To do:
All that is wanted is the span of lines from the one with "Annotate any visible fallen leaf." to the last line of the data, copied exactly.
Task material START
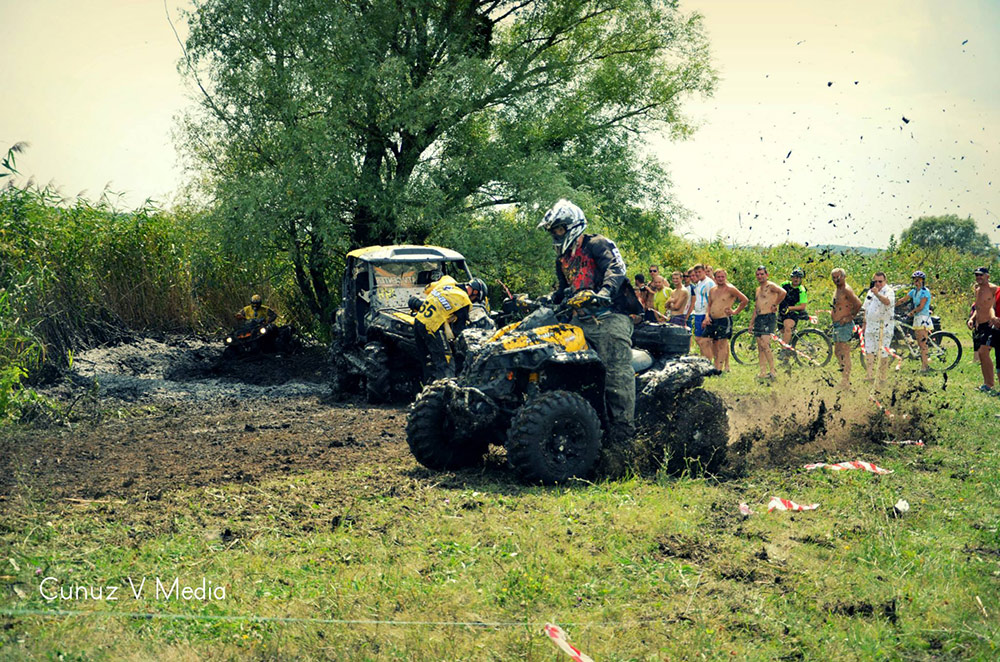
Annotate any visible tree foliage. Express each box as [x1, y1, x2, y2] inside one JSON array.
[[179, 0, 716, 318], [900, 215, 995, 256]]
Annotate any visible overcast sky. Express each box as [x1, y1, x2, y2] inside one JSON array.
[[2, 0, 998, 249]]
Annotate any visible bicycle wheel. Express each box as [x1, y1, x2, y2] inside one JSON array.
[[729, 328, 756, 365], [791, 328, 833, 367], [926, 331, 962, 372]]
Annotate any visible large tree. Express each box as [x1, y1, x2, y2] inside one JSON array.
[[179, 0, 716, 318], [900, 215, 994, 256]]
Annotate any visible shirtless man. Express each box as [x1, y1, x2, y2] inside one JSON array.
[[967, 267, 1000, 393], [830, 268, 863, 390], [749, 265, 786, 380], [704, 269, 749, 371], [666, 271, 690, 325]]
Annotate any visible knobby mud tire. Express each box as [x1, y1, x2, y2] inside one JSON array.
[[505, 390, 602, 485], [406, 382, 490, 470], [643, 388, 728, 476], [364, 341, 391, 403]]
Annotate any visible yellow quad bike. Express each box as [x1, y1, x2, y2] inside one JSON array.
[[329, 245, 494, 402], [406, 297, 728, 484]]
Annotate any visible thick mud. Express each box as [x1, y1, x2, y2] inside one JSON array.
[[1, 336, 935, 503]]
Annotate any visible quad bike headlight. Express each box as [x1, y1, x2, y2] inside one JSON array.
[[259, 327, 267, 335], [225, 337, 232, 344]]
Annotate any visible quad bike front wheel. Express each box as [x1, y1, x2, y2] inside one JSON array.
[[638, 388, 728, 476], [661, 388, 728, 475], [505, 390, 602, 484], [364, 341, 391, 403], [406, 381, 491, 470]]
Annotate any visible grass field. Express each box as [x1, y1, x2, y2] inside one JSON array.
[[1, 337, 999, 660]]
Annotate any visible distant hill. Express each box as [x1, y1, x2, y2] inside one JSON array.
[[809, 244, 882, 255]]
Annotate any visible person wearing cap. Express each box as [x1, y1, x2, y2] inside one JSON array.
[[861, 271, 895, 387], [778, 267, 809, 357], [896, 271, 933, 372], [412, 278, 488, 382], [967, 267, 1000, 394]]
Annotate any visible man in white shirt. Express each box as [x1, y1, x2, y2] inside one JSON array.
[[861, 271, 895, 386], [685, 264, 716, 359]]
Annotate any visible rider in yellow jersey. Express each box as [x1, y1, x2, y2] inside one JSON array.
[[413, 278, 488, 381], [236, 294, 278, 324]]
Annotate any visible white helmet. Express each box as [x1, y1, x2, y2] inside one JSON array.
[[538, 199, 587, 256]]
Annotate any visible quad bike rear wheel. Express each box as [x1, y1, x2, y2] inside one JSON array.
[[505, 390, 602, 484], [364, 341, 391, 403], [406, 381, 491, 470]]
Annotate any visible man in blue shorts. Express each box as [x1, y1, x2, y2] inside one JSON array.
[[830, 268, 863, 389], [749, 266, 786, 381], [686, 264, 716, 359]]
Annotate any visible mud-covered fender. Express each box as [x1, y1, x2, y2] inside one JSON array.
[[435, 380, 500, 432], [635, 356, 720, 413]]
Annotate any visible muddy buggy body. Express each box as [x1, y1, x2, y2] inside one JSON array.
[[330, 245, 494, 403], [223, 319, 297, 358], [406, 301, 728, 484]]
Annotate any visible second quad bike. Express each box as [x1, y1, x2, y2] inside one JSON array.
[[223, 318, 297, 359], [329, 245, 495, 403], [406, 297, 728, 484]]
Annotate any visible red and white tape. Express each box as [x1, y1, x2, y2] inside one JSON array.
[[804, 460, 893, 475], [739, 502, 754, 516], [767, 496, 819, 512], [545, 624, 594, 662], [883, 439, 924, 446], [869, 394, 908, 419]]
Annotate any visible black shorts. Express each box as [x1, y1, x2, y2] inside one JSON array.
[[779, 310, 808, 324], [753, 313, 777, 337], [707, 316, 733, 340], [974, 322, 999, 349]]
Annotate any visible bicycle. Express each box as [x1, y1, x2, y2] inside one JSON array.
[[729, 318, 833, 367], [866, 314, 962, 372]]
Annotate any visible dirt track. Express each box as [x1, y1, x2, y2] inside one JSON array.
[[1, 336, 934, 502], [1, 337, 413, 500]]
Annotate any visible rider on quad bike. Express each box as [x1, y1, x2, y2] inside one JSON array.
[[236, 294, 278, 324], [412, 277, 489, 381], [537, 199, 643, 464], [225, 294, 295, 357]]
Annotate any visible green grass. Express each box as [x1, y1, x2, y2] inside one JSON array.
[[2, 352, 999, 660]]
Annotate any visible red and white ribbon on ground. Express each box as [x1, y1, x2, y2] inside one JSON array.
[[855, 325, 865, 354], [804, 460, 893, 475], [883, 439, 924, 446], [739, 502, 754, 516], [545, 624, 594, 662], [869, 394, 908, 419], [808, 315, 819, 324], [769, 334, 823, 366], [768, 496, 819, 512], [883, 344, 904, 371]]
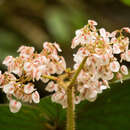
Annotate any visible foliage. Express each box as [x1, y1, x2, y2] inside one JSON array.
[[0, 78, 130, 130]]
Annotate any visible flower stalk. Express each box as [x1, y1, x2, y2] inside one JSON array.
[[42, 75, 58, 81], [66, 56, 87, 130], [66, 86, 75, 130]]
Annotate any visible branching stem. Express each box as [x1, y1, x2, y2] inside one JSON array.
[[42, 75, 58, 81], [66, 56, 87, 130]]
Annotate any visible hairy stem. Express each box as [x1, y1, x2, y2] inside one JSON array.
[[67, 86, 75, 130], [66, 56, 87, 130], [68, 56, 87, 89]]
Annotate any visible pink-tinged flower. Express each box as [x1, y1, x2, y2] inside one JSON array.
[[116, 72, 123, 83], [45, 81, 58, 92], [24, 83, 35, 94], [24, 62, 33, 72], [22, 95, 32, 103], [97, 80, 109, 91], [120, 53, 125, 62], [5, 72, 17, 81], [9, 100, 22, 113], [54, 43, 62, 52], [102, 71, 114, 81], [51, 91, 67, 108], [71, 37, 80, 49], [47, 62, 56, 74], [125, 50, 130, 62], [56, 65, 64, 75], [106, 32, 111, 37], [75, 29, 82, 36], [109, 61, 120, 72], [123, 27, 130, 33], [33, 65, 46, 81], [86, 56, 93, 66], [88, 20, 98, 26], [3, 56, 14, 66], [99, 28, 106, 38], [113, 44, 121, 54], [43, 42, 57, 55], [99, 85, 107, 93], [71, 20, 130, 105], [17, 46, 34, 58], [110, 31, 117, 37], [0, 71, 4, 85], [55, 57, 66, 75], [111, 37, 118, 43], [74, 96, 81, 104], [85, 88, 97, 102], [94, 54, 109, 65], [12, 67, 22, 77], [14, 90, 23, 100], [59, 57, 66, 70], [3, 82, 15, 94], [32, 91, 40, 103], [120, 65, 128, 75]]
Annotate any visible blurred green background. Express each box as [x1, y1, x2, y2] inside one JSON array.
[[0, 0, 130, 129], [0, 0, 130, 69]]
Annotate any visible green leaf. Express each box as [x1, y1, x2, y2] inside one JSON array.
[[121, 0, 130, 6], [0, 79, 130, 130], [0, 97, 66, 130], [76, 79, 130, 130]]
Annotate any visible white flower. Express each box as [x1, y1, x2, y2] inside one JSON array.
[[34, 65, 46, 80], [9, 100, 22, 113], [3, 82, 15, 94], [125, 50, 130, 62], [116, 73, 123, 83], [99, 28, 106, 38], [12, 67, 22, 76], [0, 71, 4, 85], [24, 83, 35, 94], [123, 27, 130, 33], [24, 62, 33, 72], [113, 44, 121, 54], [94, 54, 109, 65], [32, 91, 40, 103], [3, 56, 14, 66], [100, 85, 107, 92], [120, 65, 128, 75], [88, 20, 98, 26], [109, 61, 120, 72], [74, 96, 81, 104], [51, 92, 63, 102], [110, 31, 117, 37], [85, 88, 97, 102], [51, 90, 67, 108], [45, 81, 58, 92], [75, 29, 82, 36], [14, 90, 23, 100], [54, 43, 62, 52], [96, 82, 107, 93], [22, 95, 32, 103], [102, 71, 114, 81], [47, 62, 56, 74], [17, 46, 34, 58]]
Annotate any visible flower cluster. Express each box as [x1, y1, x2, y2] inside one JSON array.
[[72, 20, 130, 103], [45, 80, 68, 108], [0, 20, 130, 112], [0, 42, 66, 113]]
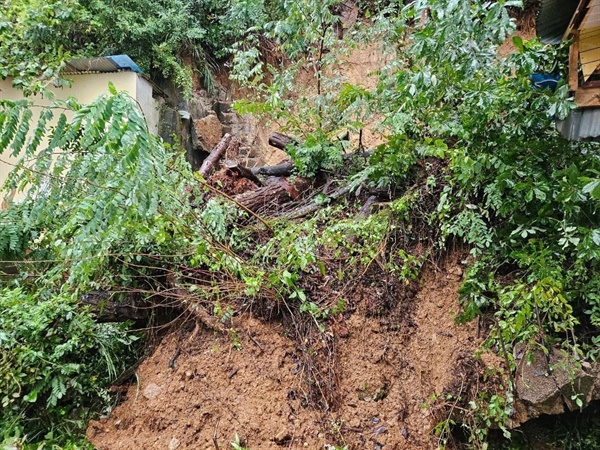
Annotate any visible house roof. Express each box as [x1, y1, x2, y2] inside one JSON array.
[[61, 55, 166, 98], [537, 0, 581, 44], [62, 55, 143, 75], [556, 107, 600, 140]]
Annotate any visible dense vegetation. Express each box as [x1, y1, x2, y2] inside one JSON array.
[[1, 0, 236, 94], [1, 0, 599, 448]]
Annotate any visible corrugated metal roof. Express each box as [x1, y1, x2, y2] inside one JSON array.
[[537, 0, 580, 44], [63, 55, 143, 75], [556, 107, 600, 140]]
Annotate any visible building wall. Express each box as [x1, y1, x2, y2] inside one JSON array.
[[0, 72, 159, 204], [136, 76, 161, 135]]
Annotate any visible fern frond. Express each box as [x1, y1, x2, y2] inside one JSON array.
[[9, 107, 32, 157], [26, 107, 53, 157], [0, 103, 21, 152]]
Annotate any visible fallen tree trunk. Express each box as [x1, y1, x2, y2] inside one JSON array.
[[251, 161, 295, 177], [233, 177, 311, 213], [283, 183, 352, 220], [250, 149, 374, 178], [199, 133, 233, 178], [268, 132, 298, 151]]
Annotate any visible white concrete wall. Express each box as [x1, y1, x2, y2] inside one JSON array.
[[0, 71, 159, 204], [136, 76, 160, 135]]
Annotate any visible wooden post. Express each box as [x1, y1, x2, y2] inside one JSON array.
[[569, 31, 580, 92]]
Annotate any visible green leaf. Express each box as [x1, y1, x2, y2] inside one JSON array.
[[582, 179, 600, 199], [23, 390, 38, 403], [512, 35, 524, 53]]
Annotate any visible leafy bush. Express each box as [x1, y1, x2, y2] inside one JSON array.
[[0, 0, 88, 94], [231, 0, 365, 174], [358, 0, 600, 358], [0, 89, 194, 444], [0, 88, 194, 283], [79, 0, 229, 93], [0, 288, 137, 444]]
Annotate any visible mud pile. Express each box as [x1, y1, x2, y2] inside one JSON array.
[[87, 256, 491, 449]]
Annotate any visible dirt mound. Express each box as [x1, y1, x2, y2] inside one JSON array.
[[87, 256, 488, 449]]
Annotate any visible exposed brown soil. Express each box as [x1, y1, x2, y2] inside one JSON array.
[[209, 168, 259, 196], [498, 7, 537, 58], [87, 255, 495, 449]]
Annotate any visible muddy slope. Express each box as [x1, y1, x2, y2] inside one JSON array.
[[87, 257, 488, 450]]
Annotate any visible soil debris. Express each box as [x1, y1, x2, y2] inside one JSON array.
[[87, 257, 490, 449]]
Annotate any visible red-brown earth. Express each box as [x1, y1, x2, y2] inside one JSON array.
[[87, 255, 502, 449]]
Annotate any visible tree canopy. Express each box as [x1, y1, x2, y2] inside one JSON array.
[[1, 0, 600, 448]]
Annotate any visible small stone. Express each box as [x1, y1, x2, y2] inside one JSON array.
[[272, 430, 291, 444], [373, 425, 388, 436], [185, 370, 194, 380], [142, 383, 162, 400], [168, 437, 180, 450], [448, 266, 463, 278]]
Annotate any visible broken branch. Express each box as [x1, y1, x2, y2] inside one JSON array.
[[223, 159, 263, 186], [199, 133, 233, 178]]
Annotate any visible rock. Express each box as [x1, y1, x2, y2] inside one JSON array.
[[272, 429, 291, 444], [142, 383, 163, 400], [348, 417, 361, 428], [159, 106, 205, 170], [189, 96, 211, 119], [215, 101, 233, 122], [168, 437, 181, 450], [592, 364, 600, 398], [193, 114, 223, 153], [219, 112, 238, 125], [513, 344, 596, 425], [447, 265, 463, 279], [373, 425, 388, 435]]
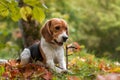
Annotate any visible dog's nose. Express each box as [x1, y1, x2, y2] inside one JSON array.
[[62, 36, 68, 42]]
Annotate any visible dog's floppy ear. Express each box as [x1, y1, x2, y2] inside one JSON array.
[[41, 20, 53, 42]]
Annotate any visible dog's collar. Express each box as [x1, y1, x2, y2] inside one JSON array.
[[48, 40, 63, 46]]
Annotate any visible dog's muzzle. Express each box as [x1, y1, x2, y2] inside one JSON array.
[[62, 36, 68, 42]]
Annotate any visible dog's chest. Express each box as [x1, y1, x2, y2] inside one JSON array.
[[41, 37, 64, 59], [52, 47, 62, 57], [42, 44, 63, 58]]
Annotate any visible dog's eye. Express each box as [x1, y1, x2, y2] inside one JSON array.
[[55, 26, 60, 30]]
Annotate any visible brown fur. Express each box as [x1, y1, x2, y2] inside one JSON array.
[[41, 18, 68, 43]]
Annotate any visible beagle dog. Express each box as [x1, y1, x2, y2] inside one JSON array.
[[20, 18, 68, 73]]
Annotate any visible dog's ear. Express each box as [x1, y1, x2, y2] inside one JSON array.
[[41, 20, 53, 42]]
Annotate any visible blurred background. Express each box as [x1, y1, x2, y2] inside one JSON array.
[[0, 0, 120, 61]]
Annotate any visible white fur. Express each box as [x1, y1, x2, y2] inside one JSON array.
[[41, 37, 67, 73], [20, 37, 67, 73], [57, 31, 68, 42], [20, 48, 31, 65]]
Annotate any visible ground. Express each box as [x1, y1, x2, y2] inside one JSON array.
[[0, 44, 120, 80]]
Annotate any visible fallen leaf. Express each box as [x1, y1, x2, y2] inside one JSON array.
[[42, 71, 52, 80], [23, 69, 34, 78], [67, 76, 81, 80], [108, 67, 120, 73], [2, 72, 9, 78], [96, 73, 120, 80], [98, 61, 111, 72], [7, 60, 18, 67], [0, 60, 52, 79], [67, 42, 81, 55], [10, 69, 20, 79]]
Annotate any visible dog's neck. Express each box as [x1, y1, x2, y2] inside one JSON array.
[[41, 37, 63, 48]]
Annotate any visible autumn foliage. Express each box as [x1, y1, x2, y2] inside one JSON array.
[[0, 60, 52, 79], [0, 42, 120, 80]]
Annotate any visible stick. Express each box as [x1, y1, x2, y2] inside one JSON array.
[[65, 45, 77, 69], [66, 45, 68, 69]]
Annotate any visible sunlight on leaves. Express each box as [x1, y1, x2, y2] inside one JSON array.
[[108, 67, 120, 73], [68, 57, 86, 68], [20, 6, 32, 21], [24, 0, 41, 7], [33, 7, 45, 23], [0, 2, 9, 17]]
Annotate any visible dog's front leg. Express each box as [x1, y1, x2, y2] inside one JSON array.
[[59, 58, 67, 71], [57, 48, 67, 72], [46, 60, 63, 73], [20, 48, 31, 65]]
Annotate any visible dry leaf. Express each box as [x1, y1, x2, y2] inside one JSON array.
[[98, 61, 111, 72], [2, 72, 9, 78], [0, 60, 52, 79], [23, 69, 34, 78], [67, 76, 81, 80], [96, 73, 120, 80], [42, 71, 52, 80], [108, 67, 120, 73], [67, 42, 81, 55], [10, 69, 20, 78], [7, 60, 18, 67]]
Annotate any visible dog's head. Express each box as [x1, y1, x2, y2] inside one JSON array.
Task material END
Solution to the problem:
Annotate any visible fallen leaf. Express each box as [x1, y1, x2, y2] inside one JSON array.
[[42, 71, 52, 80], [23, 69, 34, 78], [67, 76, 81, 80], [108, 67, 120, 73], [2, 72, 9, 78], [96, 73, 120, 80], [98, 61, 111, 72], [7, 60, 18, 67], [0, 60, 52, 79], [67, 42, 81, 55], [10, 69, 20, 79]]
Annotate any visible dog's neck. Express each box as [x1, y1, x2, y2] inside one JSON array.
[[41, 37, 63, 48]]
Annotate any visible autumn foliage. Express each box as [x1, y1, x2, y2] inside one JSON array.
[[0, 60, 52, 79], [0, 42, 120, 80]]
Annotate any visible stick. Express each box as [x1, y1, x2, y2] inside one JSON array.
[[65, 45, 77, 69], [66, 45, 68, 69]]
Annotate any visible sunlight on leaves. Express each box as [x1, y1, x2, y2] inside one JSON array.
[[108, 67, 120, 73], [68, 57, 86, 68], [20, 6, 32, 21], [24, 0, 41, 7], [33, 7, 45, 23], [0, 2, 9, 17]]
Annotate any visible dog's front leg. Express each box as [x1, y1, x2, y2] inside one JSON array.
[[59, 58, 67, 71], [57, 48, 67, 72], [46, 60, 63, 73], [20, 48, 31, 65]]
Annotate any visible dry leaf. Express each box as [x1, y1, x2, y2] inside one JSON array.
[[98, 61, 111, 72], [2, 72, 9, 78], [0, 60, 52, 79], [23, 69, 34, 78], [67, 76, 81, 80], [96, 73, 120, 80], [42, 71, 52, 80], [108, 67, 120, 73], [67, 42, 81, 55], [10, 69, 20, 78], [7, 60, 18, 67]]
Annotate any visible dog's head. Express each box as [x1, y1, x2, y2] inside one JSON array.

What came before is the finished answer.